* **WHAT YOU ARE ASKED TO DO**
Write the records out again, unchanged.

_ _ _ _

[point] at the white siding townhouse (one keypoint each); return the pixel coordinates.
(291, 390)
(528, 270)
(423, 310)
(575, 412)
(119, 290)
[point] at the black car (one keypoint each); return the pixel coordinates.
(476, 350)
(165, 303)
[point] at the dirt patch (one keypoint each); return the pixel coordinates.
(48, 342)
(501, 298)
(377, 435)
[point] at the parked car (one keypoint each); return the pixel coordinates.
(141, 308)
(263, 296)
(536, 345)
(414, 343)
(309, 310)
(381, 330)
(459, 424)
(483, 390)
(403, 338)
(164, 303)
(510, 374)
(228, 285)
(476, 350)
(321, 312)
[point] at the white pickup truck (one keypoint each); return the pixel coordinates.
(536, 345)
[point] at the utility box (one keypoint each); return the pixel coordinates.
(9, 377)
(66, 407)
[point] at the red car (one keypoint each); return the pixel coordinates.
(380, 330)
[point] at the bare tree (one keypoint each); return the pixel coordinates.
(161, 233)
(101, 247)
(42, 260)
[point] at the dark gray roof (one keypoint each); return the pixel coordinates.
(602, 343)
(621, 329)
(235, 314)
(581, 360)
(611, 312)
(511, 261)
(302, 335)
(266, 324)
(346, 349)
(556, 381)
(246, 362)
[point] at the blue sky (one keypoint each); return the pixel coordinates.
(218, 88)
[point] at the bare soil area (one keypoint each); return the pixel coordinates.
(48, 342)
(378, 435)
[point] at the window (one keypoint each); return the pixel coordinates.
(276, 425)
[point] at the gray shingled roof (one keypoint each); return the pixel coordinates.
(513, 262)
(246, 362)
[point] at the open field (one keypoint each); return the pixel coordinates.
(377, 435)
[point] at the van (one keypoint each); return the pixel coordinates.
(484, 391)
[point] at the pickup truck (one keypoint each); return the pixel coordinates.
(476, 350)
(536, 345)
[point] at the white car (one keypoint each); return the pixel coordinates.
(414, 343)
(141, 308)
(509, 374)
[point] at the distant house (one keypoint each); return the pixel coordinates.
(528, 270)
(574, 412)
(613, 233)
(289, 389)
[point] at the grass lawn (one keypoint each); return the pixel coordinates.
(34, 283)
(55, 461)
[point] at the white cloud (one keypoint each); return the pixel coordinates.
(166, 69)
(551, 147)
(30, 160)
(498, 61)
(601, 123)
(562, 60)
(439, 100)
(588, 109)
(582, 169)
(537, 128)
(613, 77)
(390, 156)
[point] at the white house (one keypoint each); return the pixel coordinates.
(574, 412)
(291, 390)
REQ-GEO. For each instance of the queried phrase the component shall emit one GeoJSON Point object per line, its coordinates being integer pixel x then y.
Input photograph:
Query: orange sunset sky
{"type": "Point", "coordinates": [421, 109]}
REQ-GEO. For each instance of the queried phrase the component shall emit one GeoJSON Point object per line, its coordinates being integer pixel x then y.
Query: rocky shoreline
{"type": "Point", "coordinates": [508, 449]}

_ _ _ _

* **SOLUTION TO THE EXERCISE**
[point] at the white siding townhouse (one keypoint each); return the pixel coordinates.
(291, 390)
(528, 270)
(423, 310)
(575, 412)
(119, 290)
[point] at the black car (one keypoint each); return the pixel coordinates.
(476, 350)
(165, 303)
[point] at the dirt patch (one keypoint each); return the pixel coordinates.
(48, 342)
(501, 298)
(377, 435)
[point] at the parked car (one keypoint each); return the pixel coordinates.
(141, 308)
(263, 296)
(536, 345)
(414, 343)
(309, 310)
(381, 330)
(459, 424)
(483, 390)
(403, 338)
(164, 303)
(510, 374)
(228, 285)
(476, 350)
(321, 312)
[point] at the white pickup truck (one keypoint each); return the pixel coordinates.
(536, 345)
[point] at the utility box (one keypoint each); return the pixel coordinates.
(9, 377)
(66, 407)
[point] at the red car (one keypoint each); return the pixel coordinates.
(380, 330)
[point] at the bare tree (one keypoint each); return the pixel coordinates.
(161, 233)
(101, 247)
(42, 260)
[point] at the dark gray roof (one keypoint each); return the pixel coordinates.
(602, 343)
(621, 329)
(235, 314)
(581, 360)
(611, 312)
(511, 261)
(302, 335)
(266, 324)
(346, 349)
(556, 381)
(246, 362)
[point] at the blue sky (one keypoint each); return the pixel coordinates.
(218, 88)
[point] at the bare soil area (one keypoint each); return the pixel coordinates.
(48, 342)
(378, 435)
[point] at the window (one keypoint each); return the pixel coordinates.
(276, 425)
[point] at the gray shingled roof (one keypoint each); return the pixel coordinates.
(513, 262)
(246, 362)
[point] at the open field (one keypoint each); return the pixel coordinates.
(377, 435)
[point] at the van (one keypoint each); return the pixel coordinates.
(484, 391)
[point] at the pickup truck (one keypoint each); return the pixel coordinates.
(476, 350)
(536, 345)
[point] at the white car (one keypoint each); return the pixel coordinates.
(414, 343)
(141, 308)
(509, 374)
[point] at the distant house (one keypoint each); return the pixel coordinates.
(528, 270)
(574, 412)
(613, 233)
(289, 389)
[point] at the grass lawn (one keypoint each); return the pixel coordinates.
(34, 283)
(55, 461)
[point] at the white cloud (one keypoint each); return the pixel coordinates.
(166, 69)
(551, 147)
(30, 160)
(498, 61)
(601, 123)
(562, 60)
(439, 100)
(588, 109)
(582, 169)
(537, 128)
(613, 77)
(390, 156)
[point] at the white house (one keypoint each); return the pixel coordinates.
(574, 412)
(291, 390)
REQ-GEO. For each instance of the queried phrase the component shall emit one GeoJSON Point object per line, its coordinates being integer pixel x then y.
Input photograph:
Query: orange sunset sky
{"type": "Point", "coordinates": [421, 109]}
REQ-GEO. For each instance of the queried phrase the component shall emit one GeoJSON Point object per line, its coordinates being integer pixel x then y.
Query: rocky shoreline
{"type": "Point", "coordinates": [508, 449]}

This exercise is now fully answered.